▶ _OBJECTIVE_:
Select each line of the data below that contains the word "shelter", and copy those lines out.

::: RECORDS SUPPLIED :::

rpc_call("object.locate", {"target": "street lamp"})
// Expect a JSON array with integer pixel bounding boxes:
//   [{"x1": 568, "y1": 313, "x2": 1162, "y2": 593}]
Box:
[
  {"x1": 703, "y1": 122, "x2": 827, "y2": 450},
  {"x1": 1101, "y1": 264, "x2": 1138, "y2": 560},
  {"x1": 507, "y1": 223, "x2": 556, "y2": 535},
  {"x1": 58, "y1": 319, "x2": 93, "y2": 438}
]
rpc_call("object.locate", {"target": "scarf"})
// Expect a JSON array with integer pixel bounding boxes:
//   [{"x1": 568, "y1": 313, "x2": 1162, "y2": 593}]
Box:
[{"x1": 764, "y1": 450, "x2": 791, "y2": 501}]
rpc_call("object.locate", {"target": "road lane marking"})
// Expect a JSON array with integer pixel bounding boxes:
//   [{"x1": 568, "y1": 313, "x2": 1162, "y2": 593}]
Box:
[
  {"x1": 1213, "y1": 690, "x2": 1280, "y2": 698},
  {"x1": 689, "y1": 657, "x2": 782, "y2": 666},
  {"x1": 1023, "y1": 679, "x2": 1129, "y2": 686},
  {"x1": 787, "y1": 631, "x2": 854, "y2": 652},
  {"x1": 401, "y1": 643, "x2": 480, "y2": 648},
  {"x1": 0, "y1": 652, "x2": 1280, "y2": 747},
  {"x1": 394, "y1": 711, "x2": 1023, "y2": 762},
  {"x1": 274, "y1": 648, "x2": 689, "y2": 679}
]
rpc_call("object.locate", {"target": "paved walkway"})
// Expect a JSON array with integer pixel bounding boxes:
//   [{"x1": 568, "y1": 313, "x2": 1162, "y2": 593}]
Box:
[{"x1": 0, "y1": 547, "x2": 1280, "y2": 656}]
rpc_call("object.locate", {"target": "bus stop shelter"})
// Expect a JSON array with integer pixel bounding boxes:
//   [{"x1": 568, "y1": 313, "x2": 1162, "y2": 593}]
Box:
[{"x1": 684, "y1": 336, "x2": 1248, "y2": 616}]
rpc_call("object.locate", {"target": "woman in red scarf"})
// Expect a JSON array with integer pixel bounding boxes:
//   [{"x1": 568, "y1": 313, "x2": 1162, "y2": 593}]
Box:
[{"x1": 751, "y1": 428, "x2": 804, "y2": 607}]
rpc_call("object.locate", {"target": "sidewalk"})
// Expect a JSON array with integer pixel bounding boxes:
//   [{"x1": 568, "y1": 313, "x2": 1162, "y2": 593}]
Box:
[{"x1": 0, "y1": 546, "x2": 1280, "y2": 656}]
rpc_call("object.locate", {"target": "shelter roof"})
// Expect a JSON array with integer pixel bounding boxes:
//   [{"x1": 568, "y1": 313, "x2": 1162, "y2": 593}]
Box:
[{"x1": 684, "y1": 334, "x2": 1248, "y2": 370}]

:::

▶ _FINAL ANSWER_:
rpc_call("object.locate", {"target": "bus stop shelter"})
rpc_call("object.locate", {"target": "shelter roof"})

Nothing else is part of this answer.